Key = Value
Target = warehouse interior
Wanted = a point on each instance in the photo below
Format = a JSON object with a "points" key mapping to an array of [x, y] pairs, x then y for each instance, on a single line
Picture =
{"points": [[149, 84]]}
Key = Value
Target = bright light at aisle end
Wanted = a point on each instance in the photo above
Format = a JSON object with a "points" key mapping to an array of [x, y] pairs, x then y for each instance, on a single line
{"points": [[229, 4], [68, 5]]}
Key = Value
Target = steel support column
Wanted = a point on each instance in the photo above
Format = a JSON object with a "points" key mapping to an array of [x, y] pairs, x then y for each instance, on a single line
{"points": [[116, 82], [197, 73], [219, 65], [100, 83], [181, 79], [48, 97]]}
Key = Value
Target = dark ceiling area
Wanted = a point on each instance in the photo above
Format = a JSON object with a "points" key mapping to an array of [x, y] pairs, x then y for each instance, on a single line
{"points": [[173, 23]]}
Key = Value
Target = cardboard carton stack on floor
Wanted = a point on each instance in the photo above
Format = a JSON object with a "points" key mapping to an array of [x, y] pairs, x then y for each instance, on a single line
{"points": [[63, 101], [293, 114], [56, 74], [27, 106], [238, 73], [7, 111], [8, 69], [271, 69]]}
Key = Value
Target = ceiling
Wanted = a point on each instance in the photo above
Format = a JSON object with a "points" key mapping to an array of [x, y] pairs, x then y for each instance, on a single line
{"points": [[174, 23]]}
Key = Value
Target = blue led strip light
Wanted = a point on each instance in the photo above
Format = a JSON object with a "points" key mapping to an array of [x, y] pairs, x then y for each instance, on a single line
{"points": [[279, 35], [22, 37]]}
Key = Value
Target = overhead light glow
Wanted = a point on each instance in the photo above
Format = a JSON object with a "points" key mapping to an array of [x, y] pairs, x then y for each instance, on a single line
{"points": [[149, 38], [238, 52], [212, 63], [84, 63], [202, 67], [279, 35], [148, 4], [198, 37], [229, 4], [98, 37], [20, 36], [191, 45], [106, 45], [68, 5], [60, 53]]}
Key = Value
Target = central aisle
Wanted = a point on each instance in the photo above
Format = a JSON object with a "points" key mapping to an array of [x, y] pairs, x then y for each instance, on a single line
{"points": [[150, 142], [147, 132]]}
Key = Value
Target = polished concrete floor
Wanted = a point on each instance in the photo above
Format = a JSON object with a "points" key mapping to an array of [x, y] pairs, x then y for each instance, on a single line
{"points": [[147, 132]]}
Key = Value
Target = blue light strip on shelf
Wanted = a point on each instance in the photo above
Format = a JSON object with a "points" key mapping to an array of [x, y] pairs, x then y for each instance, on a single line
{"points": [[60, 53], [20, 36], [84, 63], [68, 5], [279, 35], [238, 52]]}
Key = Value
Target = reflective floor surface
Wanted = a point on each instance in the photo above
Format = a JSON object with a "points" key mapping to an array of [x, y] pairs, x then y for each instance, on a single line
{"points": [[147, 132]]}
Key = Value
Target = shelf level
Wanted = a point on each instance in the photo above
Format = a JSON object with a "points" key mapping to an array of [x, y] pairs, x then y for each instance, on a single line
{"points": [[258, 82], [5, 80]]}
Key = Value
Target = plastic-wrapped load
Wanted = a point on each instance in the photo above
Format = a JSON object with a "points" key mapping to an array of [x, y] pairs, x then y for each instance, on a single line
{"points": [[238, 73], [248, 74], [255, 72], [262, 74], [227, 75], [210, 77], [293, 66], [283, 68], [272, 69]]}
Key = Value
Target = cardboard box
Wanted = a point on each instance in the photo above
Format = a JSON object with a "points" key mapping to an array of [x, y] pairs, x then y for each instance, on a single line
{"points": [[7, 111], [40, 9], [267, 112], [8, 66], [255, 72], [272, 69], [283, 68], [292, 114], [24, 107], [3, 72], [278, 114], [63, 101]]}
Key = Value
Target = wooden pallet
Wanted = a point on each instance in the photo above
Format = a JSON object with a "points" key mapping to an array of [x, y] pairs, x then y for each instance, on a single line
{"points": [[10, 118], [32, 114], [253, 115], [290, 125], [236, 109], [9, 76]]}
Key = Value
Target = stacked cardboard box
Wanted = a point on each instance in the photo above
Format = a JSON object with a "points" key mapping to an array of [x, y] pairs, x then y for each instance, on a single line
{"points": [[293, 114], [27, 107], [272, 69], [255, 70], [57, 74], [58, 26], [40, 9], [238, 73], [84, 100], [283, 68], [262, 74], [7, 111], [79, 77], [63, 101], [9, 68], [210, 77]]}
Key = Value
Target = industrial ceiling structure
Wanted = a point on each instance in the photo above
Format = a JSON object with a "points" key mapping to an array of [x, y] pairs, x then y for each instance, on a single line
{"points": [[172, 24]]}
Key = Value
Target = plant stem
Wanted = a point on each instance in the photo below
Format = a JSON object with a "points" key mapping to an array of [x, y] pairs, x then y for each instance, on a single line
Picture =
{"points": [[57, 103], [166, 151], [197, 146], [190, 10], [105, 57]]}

_DIRECTIONS FOR THIS TASK_.
Gather every line from the rows above that contains the string "floor", treating uppercase and lowercase as distinct.

_COMPLETE ANSWER_.
Target = cardboard carton stack on floor
Target = polished concrete floor
Target = reflective floor surface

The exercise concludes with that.